Could you gather every line of the items below that contains the word "mattress"?

Data supplied:
━━━━━━━━━━━━━━━━━━━━━━━━━━━━━━

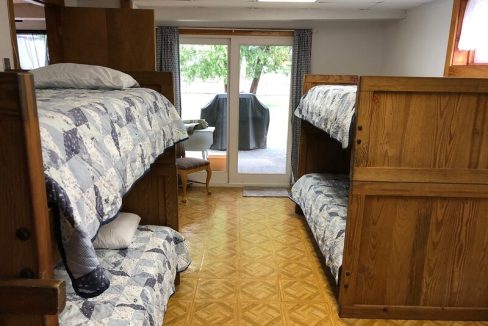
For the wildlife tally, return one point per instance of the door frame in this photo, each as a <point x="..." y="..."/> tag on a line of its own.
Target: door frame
<point x="231" y="176"/>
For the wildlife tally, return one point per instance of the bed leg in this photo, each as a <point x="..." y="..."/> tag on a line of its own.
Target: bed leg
<point x="298" y="210"/>
<point x="177" y="279"/>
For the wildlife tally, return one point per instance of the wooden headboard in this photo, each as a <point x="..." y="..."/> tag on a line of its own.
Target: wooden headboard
<point x="161" y="82"/>
<point x="122" y="39"/>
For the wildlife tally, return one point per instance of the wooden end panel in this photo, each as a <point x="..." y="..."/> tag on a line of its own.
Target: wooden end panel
<point x="424" y="251"/>
<point x="154" y="197"/>
<point x="422" y="132"/>
<point x="24" y="216"/>
<point x="31" y="297"/>
<point x="74" y="38"/>
<point x="131" y="39"/>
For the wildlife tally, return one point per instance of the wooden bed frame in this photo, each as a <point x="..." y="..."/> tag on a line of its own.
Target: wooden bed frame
<point x="416" y="242"/>
<point x="28" y="293"/>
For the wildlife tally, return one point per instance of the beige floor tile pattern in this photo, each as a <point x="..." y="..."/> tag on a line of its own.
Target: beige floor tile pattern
<point x="254" y="264"/>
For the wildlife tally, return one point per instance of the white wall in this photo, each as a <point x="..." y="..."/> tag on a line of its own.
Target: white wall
<point x="345" y="47"/>
<point x="5" y="41"/>
<point x="417" y="44"/>
<point x="338" y="47"/>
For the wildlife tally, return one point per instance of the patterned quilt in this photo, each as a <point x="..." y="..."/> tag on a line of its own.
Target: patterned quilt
<point x="330" y="108"/>
<point x="323" y="199"/>
<point x="142" y="280"/>
<point x="95" y="145"/>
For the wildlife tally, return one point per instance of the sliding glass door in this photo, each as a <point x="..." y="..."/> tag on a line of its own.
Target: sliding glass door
<point x="241" y="87"/>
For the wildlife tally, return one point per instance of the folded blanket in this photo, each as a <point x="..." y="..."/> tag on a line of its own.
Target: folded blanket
<point x="95" y="145"/>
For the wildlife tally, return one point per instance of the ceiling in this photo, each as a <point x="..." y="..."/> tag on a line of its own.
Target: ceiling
<point x="251" y="13"/>
<point x="320" y="4"/>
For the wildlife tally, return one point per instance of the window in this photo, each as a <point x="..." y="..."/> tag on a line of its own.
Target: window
<point x="467" y="54"/>
<point x="32" y="49"/>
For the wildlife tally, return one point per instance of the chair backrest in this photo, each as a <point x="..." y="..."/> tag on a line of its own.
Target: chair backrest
<point x="180" y="150"/>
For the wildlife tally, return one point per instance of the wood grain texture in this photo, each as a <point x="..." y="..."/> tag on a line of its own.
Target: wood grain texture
<point x="319" y="153"/>
<point x="416" y="251"/>
<point x="22" y="191"/>
<point x="122" y="39"/>
<point x="417" y="234"/>
<point x="23" y="197"/>
<point x="44" y="297"/>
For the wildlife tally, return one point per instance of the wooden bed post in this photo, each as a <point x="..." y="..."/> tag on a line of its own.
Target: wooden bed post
<point x="25" y="234"/>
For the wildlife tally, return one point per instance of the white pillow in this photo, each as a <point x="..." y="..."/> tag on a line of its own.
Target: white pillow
<point x="118" y="233"/>
<point x="73" y="75"/>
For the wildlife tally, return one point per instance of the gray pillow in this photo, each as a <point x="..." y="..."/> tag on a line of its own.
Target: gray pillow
<point x="73" y="75"/>
<point x="118" y="233"/>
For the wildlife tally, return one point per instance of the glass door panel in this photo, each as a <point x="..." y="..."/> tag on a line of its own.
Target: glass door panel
<point x="204" y="83"/>
<point x="264" y="102"/>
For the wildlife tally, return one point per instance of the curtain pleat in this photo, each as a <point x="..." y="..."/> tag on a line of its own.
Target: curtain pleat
<point x="302" y="55"/>
<point x="168" y="57"/>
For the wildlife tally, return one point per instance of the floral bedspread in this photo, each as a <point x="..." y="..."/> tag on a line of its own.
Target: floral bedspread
<point x="330" y="108"/>
<point x="95" y="145"/>
<point x="323" y="199"/>
<point x="142" y="280"/>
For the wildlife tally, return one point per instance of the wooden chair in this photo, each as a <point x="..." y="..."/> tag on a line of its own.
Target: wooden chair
<point x="187" y="165"/>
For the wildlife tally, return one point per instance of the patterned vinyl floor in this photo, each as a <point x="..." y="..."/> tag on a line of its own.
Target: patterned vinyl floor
<point x="254" y="264"/>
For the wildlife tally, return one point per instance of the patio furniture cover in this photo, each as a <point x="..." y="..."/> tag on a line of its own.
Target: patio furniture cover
<point x="253" y="121"/>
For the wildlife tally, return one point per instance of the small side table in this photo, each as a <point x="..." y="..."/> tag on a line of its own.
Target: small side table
<point x="200" y="140"/>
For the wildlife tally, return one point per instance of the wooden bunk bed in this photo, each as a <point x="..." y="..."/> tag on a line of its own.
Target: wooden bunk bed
<point x="28" y="293"/>
<point x="29" y="249"/>
<point x="416" y="239"/>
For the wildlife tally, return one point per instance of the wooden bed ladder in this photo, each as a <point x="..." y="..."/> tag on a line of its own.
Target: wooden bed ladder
<point x="28" y="293"/>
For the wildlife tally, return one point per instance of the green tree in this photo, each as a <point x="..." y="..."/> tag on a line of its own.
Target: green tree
<point x="210" y="62"/>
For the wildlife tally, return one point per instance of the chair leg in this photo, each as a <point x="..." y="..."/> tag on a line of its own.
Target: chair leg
<point x="183" y="184"/>
<point x="209" y="175"/>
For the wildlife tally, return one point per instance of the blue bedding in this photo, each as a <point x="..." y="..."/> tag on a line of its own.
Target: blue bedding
<point x="95" y="145"/>
<point x="323" y="199"/>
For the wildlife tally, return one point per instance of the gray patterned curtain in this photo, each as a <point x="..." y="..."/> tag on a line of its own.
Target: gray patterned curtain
<point x="302" y="54"/>
<point x="168" y="57"/>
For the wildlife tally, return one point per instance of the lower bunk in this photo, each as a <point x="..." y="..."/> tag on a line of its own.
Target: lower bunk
<point x="407" y="236"/>
<point x="323" y="201"/>
<point x="142" y="279"/>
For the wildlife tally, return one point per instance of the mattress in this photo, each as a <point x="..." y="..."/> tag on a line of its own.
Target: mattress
<point x="95" y="145"/>
<point x="323" y="199"/>
<point x="330" y="108"/>
<point x="142" y="280"/>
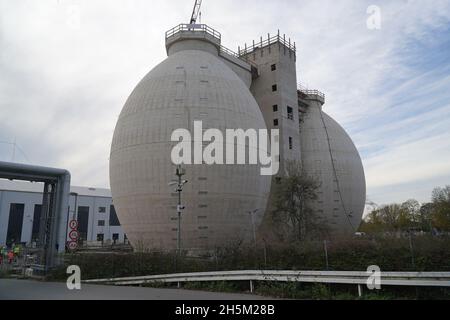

━━━━━━━━━━━━━━━━━━━━━━━━━━━━━━

Task response:
For the wildlife tally, return one point per instance of the mattress in this photo, each as a <point x="..." y="..."/> tag on a line of its own.
Target: mattress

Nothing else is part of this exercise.